**EXERCISE DESCRIPTION:**
Because the copy must hold no pictures, return the data below with all of its words intact.

**EXTRACTED INFORMATION:**
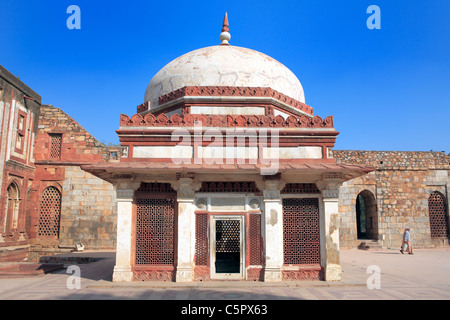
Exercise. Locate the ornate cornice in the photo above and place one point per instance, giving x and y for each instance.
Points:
(190, 120)
(223, 91)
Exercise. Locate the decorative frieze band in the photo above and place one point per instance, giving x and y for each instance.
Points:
(190, 120)
(222, 91)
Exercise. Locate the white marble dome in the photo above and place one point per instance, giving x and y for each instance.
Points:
(224, 65)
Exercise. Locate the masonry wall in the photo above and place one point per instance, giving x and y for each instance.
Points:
(88, 208)
(19, 111)
(401, 185)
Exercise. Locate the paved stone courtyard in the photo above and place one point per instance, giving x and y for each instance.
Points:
(423, 275)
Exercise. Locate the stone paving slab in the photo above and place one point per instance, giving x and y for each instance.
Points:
(422, 276)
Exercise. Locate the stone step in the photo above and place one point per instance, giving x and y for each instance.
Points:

**REPLY:**
Exercise. Locate the ornate cornice in the photo above and place one point per instance, giving x and y for each instance.
Points:
(190, 120)
(223, 91)
Exercise. Locate the decorative frieze band in the photo above and place one point per instance, giving x and y for each instance.
Points:
(190, 120)
(222, 91)
Exercise. Locate the white marble dome in the photo above and place one point per instance, giving x and y for each instance.
Points:
(224, 65)
Exercise. Locate the masonry wall in the photo above and place one point per instance, giving x and y for each instance.
Points:
(88, 208)
(19, 111)
(401, 185)
Exercise. Locate the paved stone courtyard in the photo above and place one point per instance, giving x and y for each instance.
Points:
(423, 275)
Exercise. Locate the stone paving slab in the photo above and place one point per instance, giving x and y for each instance.
Points:
(422, 276)
Exercise. Locate the stone step in the photo above and place one point per instance, giving x and y for each instance.
Points:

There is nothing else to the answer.